▸ **Work instruction**: Lift out all lines below that contain "mane".

[Saved entries]
____
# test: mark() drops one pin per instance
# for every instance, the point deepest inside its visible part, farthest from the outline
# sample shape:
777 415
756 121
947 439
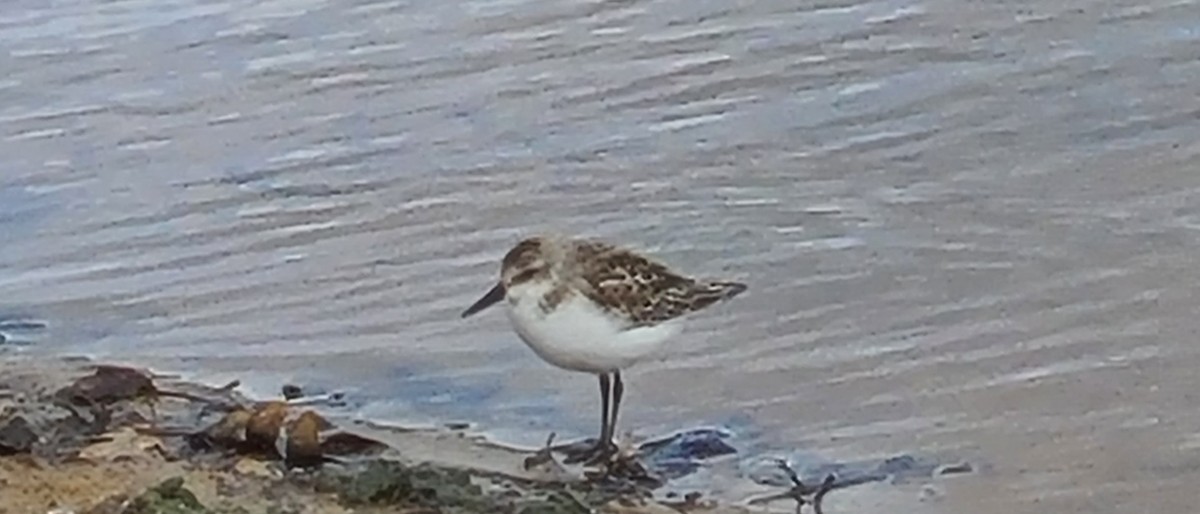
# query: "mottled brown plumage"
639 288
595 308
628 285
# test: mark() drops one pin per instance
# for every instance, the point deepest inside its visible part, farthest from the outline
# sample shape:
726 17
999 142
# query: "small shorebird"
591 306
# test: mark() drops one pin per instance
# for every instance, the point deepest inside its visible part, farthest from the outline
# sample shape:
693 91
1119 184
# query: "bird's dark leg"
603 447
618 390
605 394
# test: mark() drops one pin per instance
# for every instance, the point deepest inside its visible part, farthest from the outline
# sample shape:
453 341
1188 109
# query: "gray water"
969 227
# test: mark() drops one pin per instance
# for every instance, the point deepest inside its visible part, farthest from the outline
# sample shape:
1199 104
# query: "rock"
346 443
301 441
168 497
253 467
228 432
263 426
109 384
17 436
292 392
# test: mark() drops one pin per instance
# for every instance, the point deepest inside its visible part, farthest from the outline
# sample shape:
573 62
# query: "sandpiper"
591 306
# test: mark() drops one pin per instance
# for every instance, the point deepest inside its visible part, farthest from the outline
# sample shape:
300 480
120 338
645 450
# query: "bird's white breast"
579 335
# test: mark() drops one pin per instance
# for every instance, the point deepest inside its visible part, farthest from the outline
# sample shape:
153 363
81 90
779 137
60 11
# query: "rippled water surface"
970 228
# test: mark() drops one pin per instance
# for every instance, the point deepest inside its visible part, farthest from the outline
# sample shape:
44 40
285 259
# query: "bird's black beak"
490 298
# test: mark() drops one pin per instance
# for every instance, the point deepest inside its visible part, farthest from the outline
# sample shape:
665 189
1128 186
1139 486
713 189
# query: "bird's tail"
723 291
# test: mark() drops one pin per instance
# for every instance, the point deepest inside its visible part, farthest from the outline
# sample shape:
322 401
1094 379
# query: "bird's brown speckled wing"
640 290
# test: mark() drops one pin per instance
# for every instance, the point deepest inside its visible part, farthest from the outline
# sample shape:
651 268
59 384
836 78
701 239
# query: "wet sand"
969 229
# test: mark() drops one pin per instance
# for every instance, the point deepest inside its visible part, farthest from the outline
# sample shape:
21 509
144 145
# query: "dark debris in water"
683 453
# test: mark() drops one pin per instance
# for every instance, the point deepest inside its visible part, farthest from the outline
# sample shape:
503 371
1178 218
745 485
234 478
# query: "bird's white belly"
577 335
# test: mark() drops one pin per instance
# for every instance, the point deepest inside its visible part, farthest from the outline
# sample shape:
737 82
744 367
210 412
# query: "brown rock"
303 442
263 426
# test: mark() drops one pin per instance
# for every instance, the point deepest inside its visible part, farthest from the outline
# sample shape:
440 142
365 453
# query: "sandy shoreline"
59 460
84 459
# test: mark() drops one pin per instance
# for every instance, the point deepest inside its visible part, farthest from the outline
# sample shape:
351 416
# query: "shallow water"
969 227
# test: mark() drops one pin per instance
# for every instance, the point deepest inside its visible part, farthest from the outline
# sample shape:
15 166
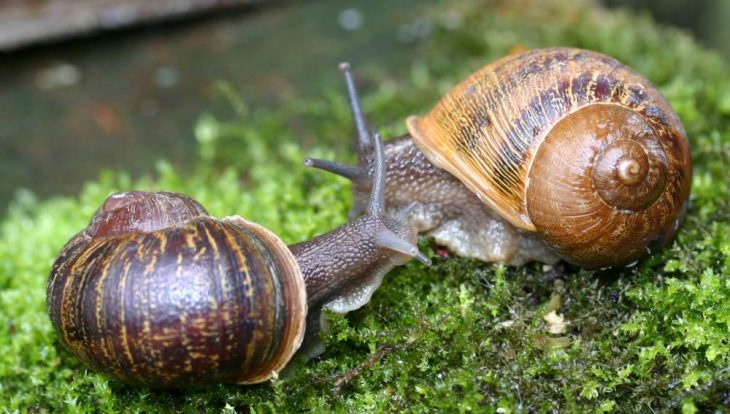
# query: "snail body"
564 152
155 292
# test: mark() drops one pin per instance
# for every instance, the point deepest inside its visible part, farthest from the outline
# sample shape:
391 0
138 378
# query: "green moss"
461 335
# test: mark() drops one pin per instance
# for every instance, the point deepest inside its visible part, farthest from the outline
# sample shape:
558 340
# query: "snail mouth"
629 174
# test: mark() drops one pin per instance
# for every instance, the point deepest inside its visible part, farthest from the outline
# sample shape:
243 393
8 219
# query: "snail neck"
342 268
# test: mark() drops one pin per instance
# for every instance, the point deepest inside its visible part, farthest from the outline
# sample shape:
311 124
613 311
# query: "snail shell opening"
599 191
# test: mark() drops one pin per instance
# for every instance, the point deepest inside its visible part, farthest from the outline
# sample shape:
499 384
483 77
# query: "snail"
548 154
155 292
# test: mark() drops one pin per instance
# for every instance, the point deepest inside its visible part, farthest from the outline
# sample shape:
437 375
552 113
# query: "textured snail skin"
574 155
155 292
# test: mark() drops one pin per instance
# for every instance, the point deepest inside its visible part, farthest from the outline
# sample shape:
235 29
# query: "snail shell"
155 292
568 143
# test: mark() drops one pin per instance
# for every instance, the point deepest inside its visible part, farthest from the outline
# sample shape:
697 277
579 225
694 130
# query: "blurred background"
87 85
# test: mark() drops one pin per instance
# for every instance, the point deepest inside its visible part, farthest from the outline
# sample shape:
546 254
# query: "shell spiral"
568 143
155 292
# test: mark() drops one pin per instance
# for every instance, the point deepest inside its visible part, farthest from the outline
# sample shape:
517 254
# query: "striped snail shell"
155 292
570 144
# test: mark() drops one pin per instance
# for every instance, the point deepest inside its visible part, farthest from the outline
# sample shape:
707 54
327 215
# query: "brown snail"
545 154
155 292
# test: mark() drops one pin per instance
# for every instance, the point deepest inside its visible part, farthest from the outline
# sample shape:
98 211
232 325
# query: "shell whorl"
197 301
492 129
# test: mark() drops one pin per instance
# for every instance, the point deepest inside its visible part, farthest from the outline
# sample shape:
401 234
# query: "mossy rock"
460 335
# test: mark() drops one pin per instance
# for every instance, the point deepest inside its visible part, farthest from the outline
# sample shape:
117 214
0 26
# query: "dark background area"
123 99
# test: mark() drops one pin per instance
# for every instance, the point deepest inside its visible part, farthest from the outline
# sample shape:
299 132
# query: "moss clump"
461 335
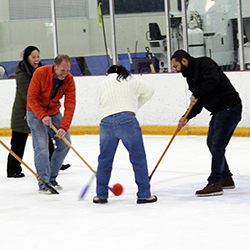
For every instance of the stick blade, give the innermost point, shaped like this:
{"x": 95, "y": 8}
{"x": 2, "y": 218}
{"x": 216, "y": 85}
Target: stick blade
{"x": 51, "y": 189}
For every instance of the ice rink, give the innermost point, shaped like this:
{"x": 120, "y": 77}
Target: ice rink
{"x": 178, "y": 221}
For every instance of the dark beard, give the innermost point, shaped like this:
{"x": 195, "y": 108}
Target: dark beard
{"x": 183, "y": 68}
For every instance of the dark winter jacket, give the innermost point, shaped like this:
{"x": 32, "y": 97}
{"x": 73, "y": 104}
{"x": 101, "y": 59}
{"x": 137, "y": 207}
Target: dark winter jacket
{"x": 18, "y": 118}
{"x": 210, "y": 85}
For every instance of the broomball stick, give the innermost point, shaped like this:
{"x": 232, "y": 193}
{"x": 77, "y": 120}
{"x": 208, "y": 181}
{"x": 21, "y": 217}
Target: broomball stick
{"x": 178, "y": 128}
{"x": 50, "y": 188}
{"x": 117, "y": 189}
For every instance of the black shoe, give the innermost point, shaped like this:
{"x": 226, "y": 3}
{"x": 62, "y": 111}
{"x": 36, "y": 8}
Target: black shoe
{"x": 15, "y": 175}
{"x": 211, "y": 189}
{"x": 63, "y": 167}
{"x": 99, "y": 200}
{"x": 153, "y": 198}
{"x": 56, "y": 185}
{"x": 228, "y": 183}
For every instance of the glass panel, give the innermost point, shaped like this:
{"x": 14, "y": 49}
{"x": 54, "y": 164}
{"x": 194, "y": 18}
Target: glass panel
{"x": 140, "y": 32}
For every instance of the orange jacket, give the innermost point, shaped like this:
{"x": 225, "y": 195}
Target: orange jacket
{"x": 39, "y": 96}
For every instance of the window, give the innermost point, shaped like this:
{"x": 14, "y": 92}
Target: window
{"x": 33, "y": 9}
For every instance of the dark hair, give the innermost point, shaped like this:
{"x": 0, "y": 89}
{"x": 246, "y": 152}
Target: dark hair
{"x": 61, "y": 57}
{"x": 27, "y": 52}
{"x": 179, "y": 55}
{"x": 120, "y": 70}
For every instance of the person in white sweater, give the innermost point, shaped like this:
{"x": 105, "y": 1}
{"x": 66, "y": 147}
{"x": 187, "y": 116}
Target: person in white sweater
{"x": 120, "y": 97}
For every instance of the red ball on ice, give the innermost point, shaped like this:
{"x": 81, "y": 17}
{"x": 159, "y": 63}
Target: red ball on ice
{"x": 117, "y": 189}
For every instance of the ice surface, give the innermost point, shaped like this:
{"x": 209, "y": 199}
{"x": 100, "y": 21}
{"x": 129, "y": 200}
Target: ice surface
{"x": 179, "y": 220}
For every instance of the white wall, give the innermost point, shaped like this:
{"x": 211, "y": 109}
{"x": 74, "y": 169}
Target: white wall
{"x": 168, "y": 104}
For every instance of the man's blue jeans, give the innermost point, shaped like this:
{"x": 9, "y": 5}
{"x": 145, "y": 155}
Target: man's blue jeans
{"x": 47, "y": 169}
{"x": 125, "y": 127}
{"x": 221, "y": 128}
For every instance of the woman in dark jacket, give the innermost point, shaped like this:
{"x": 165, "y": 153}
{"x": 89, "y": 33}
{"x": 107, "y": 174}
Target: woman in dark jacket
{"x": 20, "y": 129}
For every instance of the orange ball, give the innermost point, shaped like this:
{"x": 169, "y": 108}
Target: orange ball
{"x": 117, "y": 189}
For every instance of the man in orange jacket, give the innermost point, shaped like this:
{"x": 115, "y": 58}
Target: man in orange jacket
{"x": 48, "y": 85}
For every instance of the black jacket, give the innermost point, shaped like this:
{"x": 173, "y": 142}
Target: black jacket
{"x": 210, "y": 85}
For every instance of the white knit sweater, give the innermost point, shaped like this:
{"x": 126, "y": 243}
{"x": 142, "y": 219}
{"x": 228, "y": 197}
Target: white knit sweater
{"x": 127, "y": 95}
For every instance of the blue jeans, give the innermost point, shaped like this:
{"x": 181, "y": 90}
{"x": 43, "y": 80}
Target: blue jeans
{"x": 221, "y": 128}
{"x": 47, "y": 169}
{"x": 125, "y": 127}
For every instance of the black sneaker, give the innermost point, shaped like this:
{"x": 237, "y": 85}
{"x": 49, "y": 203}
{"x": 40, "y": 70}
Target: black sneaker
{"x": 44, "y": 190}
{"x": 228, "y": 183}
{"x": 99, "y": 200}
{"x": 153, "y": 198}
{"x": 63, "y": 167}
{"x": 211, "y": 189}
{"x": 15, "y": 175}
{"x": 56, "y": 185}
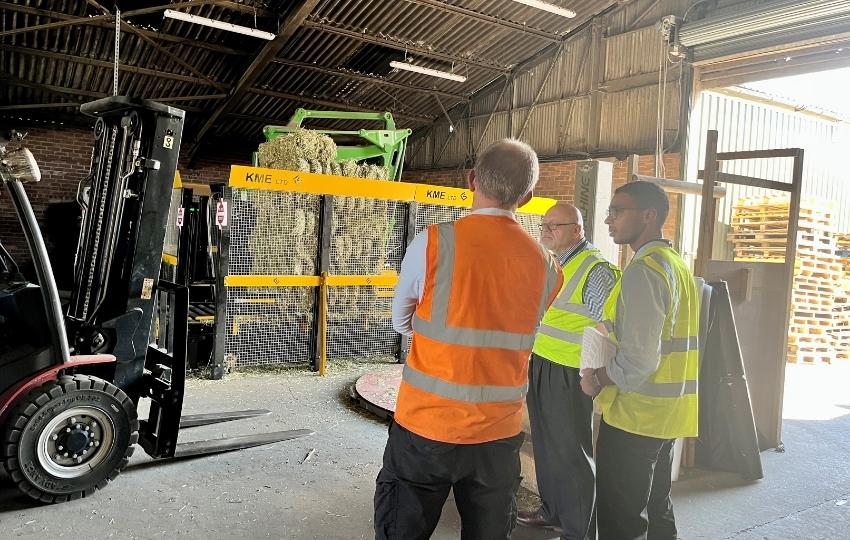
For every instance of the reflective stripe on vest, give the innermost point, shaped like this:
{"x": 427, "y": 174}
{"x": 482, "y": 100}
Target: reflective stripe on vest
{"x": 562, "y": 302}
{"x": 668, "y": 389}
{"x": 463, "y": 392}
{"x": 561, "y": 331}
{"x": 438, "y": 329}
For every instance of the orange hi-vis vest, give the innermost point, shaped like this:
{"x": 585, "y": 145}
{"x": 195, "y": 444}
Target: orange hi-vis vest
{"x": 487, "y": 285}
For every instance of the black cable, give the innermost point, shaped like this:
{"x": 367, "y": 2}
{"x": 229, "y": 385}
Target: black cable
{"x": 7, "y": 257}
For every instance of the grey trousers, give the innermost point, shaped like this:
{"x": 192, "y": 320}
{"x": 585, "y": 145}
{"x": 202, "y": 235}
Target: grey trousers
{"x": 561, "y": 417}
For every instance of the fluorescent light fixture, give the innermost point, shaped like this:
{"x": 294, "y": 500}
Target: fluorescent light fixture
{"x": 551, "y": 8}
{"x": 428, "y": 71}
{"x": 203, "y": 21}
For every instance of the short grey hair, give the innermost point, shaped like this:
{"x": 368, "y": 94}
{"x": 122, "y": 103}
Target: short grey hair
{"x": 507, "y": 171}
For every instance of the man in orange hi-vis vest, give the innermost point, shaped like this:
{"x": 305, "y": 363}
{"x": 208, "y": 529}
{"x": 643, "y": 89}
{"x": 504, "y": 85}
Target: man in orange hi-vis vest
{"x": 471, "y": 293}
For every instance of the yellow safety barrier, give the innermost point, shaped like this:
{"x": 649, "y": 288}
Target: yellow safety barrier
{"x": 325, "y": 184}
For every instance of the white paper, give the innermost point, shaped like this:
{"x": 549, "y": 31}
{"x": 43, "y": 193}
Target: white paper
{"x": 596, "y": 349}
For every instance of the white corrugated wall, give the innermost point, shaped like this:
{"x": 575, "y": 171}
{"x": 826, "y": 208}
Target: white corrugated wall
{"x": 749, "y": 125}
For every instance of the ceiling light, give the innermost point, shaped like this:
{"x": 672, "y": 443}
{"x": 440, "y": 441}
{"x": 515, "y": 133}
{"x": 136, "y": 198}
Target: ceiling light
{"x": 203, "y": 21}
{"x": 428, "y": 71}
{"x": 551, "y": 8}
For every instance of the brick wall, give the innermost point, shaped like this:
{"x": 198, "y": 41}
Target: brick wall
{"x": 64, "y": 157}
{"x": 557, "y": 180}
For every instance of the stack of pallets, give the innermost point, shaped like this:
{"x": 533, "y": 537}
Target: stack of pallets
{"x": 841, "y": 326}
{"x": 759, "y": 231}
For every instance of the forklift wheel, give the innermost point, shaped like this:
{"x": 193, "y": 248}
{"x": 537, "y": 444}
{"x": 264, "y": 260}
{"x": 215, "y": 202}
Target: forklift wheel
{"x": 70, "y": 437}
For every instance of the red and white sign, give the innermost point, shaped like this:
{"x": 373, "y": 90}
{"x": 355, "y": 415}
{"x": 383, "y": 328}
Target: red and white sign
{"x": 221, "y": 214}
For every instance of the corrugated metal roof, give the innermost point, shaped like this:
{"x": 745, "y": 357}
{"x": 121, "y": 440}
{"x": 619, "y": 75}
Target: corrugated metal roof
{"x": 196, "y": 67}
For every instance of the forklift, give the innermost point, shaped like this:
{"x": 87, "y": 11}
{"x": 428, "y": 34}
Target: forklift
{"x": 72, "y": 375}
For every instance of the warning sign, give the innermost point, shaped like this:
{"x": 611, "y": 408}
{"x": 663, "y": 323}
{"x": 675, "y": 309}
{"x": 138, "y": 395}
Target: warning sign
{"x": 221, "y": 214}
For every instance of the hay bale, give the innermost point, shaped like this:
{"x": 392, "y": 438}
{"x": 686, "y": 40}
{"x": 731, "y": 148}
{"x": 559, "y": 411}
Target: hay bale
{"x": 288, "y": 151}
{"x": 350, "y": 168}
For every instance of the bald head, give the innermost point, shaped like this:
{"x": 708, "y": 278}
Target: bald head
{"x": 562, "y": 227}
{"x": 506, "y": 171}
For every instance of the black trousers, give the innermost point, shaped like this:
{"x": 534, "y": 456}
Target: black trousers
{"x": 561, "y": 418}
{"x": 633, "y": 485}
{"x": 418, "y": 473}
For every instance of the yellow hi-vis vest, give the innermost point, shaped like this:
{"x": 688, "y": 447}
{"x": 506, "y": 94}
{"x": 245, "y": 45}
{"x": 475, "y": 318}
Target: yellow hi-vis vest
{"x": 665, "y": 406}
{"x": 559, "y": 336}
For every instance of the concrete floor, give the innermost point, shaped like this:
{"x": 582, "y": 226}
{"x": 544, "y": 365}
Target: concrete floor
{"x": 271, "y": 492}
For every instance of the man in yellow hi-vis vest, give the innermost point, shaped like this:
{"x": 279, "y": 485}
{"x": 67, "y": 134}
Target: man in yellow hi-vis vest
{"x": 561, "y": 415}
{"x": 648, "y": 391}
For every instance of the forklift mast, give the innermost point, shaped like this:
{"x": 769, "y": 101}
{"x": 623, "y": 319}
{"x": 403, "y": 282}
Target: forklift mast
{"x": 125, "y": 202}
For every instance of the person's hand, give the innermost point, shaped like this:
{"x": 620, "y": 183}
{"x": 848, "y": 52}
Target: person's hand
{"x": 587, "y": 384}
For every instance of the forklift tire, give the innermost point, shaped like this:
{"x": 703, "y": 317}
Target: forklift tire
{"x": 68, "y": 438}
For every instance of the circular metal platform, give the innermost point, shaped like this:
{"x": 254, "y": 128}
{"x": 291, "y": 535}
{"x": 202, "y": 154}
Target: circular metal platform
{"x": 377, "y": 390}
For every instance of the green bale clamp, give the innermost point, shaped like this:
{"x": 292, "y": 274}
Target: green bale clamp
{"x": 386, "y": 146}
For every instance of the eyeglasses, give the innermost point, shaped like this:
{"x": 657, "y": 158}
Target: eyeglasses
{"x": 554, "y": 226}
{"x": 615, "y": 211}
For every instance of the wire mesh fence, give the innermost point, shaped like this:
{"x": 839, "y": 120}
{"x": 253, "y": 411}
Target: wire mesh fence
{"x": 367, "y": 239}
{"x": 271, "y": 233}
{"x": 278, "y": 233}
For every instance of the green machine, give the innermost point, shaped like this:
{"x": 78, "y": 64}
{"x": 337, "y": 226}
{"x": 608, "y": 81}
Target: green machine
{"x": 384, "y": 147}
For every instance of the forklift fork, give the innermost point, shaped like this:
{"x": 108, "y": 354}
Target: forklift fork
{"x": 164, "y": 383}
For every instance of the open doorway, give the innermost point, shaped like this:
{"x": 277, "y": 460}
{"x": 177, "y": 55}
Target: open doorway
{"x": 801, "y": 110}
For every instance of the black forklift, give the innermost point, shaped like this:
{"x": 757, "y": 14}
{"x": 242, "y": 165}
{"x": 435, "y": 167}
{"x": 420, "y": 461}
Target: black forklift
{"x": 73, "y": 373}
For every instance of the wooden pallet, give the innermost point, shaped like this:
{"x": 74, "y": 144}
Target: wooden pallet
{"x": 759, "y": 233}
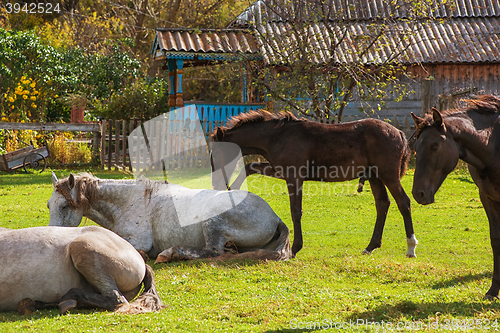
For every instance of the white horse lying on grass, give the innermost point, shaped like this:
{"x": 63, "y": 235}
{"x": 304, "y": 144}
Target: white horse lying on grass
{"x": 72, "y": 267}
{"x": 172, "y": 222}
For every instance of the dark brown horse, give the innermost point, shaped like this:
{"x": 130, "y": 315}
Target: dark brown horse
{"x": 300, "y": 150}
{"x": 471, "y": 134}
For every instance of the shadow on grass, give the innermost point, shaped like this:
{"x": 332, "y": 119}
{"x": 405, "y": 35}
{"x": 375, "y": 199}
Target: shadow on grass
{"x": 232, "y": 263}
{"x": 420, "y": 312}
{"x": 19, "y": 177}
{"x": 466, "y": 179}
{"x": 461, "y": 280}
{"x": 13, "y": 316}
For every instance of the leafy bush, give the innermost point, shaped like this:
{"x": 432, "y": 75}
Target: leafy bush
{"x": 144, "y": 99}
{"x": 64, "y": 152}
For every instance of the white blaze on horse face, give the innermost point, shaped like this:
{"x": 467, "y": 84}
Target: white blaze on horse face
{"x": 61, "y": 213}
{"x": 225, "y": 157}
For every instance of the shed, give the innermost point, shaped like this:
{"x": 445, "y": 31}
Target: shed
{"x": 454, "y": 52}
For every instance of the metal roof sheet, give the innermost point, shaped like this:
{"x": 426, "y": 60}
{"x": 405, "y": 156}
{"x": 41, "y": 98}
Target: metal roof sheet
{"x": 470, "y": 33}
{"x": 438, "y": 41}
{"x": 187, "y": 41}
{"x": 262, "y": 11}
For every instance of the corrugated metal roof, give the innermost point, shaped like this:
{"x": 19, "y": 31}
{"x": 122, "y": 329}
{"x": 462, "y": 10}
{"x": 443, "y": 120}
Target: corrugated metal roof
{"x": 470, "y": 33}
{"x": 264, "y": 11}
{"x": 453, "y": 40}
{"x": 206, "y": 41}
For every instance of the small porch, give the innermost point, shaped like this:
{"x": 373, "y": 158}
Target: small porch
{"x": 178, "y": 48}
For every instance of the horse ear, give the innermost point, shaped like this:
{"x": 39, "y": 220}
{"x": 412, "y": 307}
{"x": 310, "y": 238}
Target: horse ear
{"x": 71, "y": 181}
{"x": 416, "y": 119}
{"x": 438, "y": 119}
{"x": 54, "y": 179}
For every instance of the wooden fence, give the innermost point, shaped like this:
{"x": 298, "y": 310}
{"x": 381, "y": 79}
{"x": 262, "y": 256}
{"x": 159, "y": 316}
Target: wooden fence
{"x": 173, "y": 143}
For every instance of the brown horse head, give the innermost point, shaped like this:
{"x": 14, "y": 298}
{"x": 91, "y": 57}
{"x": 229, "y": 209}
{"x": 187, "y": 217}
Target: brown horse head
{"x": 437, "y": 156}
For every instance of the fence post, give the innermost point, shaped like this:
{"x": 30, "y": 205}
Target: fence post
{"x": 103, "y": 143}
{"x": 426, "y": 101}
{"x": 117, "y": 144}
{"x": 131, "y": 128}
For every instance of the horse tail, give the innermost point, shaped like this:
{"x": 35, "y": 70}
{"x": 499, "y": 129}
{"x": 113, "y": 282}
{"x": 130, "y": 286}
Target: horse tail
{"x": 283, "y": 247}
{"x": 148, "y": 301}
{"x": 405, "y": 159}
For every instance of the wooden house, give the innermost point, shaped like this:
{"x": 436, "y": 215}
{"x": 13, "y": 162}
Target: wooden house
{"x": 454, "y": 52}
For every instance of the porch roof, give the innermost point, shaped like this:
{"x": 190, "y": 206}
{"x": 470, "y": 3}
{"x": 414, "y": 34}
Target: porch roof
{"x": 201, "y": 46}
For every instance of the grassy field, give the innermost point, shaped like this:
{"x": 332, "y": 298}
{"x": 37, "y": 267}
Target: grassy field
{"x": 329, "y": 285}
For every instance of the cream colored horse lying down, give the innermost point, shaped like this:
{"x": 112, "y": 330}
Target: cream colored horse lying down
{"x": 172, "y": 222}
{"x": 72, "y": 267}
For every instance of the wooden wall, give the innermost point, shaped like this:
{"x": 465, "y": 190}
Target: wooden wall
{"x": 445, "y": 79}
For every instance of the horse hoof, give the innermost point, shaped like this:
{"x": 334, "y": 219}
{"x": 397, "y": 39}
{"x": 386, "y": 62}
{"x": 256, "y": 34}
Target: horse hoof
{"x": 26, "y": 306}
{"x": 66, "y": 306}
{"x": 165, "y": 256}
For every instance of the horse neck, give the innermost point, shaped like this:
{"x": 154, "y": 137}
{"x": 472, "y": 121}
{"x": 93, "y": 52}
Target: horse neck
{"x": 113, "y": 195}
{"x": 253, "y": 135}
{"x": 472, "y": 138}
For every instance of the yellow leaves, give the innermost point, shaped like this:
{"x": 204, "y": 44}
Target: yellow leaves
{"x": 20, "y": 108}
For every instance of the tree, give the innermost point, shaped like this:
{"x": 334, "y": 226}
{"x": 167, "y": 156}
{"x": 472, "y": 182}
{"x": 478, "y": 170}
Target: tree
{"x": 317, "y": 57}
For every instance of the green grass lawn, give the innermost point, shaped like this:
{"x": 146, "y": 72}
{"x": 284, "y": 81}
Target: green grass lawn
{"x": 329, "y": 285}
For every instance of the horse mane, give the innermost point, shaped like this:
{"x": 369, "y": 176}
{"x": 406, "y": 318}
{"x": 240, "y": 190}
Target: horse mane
____
▸ **Result for this task**:
For every instance of the horse mane, give the innermost point, shaped like this:
Target: horse mane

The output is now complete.